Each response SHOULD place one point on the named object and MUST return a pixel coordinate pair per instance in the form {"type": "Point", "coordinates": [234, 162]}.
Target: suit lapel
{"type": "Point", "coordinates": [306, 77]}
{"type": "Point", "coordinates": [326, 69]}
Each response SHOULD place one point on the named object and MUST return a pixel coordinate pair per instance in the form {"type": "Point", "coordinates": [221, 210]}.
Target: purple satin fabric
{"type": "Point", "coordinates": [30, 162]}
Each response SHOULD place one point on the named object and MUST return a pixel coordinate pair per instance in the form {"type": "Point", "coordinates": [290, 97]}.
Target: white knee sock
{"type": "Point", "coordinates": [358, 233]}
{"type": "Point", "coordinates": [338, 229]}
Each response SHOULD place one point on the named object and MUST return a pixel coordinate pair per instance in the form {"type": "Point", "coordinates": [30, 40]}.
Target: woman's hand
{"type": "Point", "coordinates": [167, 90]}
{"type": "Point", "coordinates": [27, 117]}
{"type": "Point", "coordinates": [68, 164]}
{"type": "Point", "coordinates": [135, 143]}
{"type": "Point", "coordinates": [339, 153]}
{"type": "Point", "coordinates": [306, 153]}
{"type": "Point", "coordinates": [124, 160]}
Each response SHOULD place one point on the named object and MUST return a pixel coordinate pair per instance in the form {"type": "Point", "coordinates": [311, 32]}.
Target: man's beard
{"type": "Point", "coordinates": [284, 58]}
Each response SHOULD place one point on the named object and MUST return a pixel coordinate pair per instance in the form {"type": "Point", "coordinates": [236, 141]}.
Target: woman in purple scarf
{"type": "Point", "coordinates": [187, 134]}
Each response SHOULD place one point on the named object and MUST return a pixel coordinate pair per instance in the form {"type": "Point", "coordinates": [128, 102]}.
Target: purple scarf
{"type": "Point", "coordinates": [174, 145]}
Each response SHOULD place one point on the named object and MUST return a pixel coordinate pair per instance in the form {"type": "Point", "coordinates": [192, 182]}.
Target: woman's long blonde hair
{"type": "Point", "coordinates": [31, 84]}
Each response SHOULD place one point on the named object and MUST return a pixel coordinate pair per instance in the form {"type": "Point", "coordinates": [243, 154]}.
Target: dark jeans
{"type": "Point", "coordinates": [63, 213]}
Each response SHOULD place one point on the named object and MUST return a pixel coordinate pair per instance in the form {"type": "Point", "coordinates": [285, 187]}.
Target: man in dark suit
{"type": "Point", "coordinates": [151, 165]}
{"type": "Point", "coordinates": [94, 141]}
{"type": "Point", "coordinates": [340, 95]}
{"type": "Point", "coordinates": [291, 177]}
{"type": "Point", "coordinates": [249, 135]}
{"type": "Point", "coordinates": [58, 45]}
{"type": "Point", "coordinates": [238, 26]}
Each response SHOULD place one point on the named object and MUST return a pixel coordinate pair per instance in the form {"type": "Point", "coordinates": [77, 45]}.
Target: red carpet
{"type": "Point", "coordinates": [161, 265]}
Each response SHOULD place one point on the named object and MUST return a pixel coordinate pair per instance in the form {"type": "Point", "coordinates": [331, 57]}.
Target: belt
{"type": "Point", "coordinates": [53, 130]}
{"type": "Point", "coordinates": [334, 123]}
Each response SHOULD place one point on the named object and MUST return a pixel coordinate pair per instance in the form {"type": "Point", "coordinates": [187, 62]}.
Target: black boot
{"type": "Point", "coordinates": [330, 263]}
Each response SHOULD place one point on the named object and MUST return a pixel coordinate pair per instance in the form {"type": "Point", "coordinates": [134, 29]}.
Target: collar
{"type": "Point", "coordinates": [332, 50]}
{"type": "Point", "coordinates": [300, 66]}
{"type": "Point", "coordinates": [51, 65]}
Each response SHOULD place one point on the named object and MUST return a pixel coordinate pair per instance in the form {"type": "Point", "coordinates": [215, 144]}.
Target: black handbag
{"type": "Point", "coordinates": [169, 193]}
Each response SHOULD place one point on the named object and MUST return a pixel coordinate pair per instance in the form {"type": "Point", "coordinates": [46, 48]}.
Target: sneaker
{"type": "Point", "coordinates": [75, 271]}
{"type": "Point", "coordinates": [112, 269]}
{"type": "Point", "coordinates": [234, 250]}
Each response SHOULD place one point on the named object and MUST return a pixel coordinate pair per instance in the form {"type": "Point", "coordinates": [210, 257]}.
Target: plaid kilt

### CHALLENGE:
Copy out the material above in its entirety. Every detail must match.

### ANSWER FOR THIS EXERCISE:
Each response SHOULD place one point on the named object and MUST return a pixel coordinate pair per instance in the form {"type": "Point", "coordinates": [234, 162]}.
Target: suit lapel
{"type": "Point", "coordinates": [306, 77]}
{"type": "Point", "coordinates": [326, 69]}
Each response SHOULD place one point on the named object and MUST return a pixel coordinate pair per instance in the form {"type": "Point", "coordinates": [221, 210]}.
Target: purple satin fabric
{"type": "Point", "coordinates": [30, 162]}
Each response SHOULD place one point on the named object and MUST return a pixel coordinate pair per instance in the form {"type": "Point", "coordinates": [290, 97]}.
Target: white knee sock
{"type": "Point", "coordinates": [358, 233]}
{"type": "Point", "coordinates": [338, 229]}
Each response SHOULD place one point on the named object and MUST return a pixel coordinate pair per instance in the form {"type": "Point", "coordinates": [30, 40]}.
Target: woman's hand
{"type": "Point", "coordinates": [167, 90]}
{"type": "Point", "coordinates": [27, 117]}
{"type": "Point", "coordinates": [68, 164]}
{"type": "Point", "coordinates": [135, 143]}
{"type": "Point", "coordinates": [339, 153]}
{"type": "Point", "coordinates": [306, 153]}
{"type": "Point", "coordinates": [124, 160]}
Each response SHOULD place one point on the named object and MUST return a pixel coordinate pair per instance in the form {"type": "Point", "coordinates": [311, 32]}.
Target: man's beard
{"type": "Point", "coordinates": [284, 58]}
Each response SHOULD place one point on the named object and MUST return a pixel coordinate pair per instance in the form {"type": "Point", "coordinates": [236, 141]}.
Target: woman in purple scarf
{"type": "Point", "coordinates": [187, 134]}
Each response SHOULD place one point on the named object and MUST return a pixel coordinate pair per instance in the form {"type": "Point", "coordinates": [128, 102]}.
Target: purple scarf
{"type": "Point", "coordinates": [174, 145]}
Each response SHOULD place one point on the named object and MUST return a pixel coordinate pair per instance in the form {"type": "Point", "coordinates": [192, 182]}.
Target: woman's long blonde hair
{"type": "Point", "coordinates": [31, 84]}
Each response SHOULD place one point on the named object and MUST return a pixel coordinate pair per instance in the form {"type": "Point", "coordinates": [243, 154]}.
Target: dark jeans
{"type": "Point", "coordinates": [63, 213]}
Each response SHOULD place one point on the named object and MUST return a pixel coordinate pair per instance in the form {"type": "Point", "coordinates": [285, 187]}.
Target: man in dark suit
{"type": "Point", "coordinates": [151, 165]}
{"type": "Point", "coordinates": [94, 141]}
{"type": "Point", "coordinates": [340, 95]}
{"type": "Point", "coordinates": [291, 177]}
{"type": "Point", "coordinates": [249, 135]}
{"type": "Point", "coordinates": [58, 45]}
{"type": "Point", "coordinates": [238, 26]}
Each response SHOULD place one point on the named object and MUST return a pixel coordinate pair per instance in the form {"type": "Point", "coordinates": [77, 45]}.
Target: red carpet
{"type": "Point", "coordinates": [161, 265]}
Each response SHOULD place one point on the named object and MUST return a pixel coordinate pair per instance in the form {"type": "Point", "coordinates": [331, 57]}.
Target: belt
{"type": "Point", "coordinates": [53, 130]}
{"type": "Point", "coordinates": [334, 123]}
Each response SHOULD place one point on the named object and MUST return a pixel coordinate pair per instance in the form {"type": "Point", "coordinates": [187, 62]}.
Target: black boot
{"type": "Point", "coordinates": [330, 263]}
Each response SHOULD place one point on the named object and MUST return a pixel coordinate pair per instance in the form {"type": "Point", "coordinates": [134, 29]}.
Target: collar
{"type": "Point", "coordinates": [332, 50]}
{"type": "Point", "coordinates": [300, 66]}
{"type": "Point", "coordinates": [51, 65]}
Each response SHOULD place one point on the named object and MUST return a pixel coordinate pair per instance in the form {"type": "Point", "coordinates": [215, 144]}.
Target: black handbag
{"type": "Point", "coordinates": [169, 193]}
Each response SHOULD place one point on the named object and MUST return a pixel coordinate pair per instance in the form {"type": "Point", "coordinates": [46, 48]}.
Target: sneaker
{"type": "Point", "coordinates": [75, 271]}
{"type": "Point", "coordinates": [112, 269]}
{"type": "Point", "coordinates": [234, 250]}
Each response SHOULD place one point on the named object and MUST return a pixel coordinate pair per instance in the form {"type": "Point", "coordinates": [210, 257]}.
Target: plaid kilt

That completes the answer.